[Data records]
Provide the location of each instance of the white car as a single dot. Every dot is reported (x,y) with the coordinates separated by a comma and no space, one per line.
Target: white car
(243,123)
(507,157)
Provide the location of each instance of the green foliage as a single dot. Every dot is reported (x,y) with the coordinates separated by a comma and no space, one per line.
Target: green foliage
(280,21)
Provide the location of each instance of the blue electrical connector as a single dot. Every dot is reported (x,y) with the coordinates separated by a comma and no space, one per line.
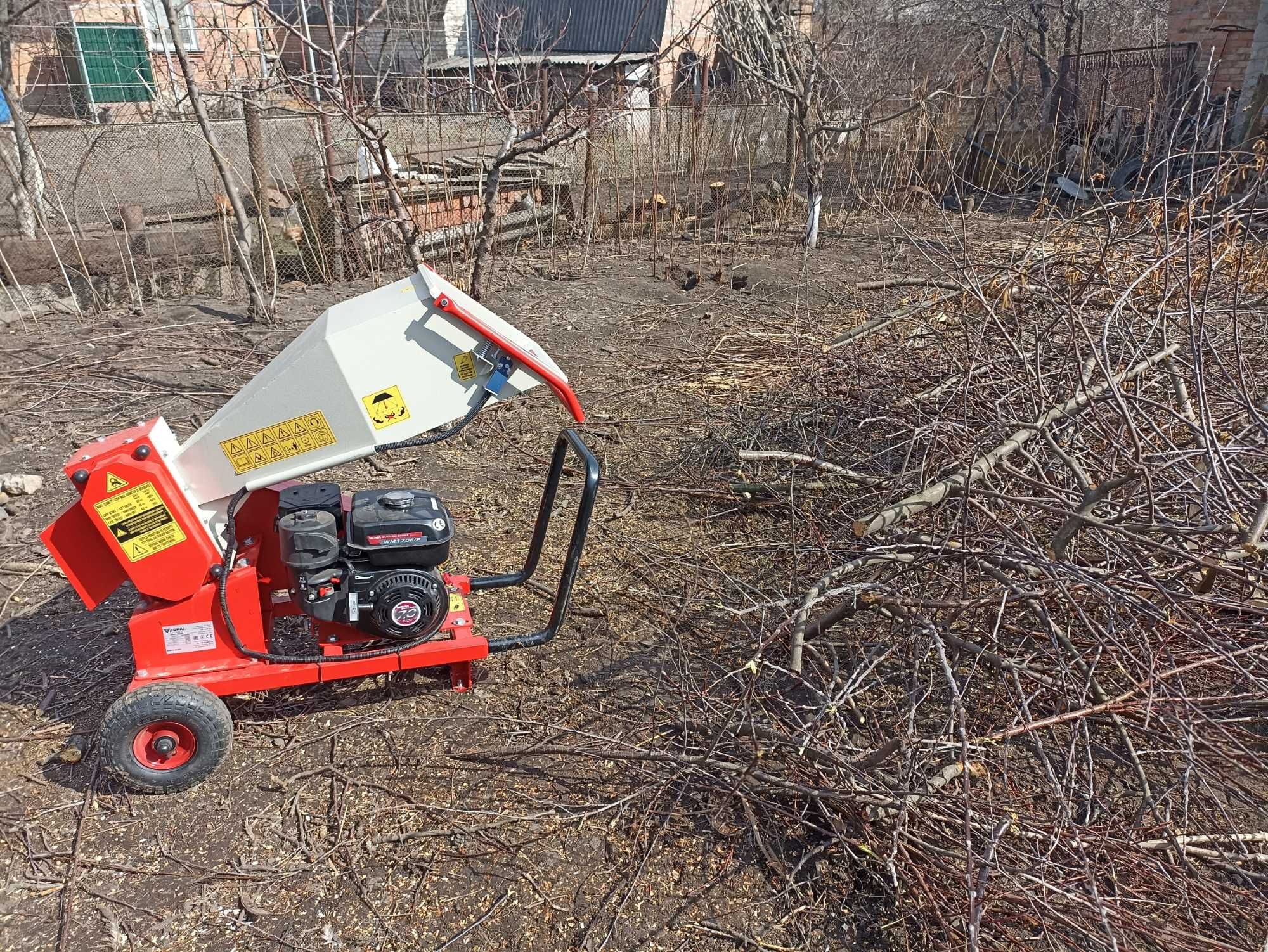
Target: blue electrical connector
(501,373)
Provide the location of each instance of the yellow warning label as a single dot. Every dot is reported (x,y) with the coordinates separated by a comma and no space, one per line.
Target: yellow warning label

Set task ▸ Every record above must be given again exactly; drop the pictures.

Answer for this exercise ▸
Provide the location of each instance of the white car as a single dot. Every dot is reported (x,y) with the coordinates separated by a comma and no space, one per line.
Target: white car
(243,123)
(507,157)
Provide the location of each instance of the green foliage as a single dot. Every dot is reported (x,y) with the coordinates separated by a comma and no space, one per line.
Target: green foliage
(280,21)
Provide the location of each instance of the blue electrical connector as a single dot. Every dot is reported (x,y) with the coordinates separated by a comma and no space, one per line.
Target: blue electrical connector
(501,373)
Provide the location of each instance of the yellow warning label as a single dot. Every dot is reported (x,y) with the coordinates separated by a comma and no space, one per line.
Target: yellow warning label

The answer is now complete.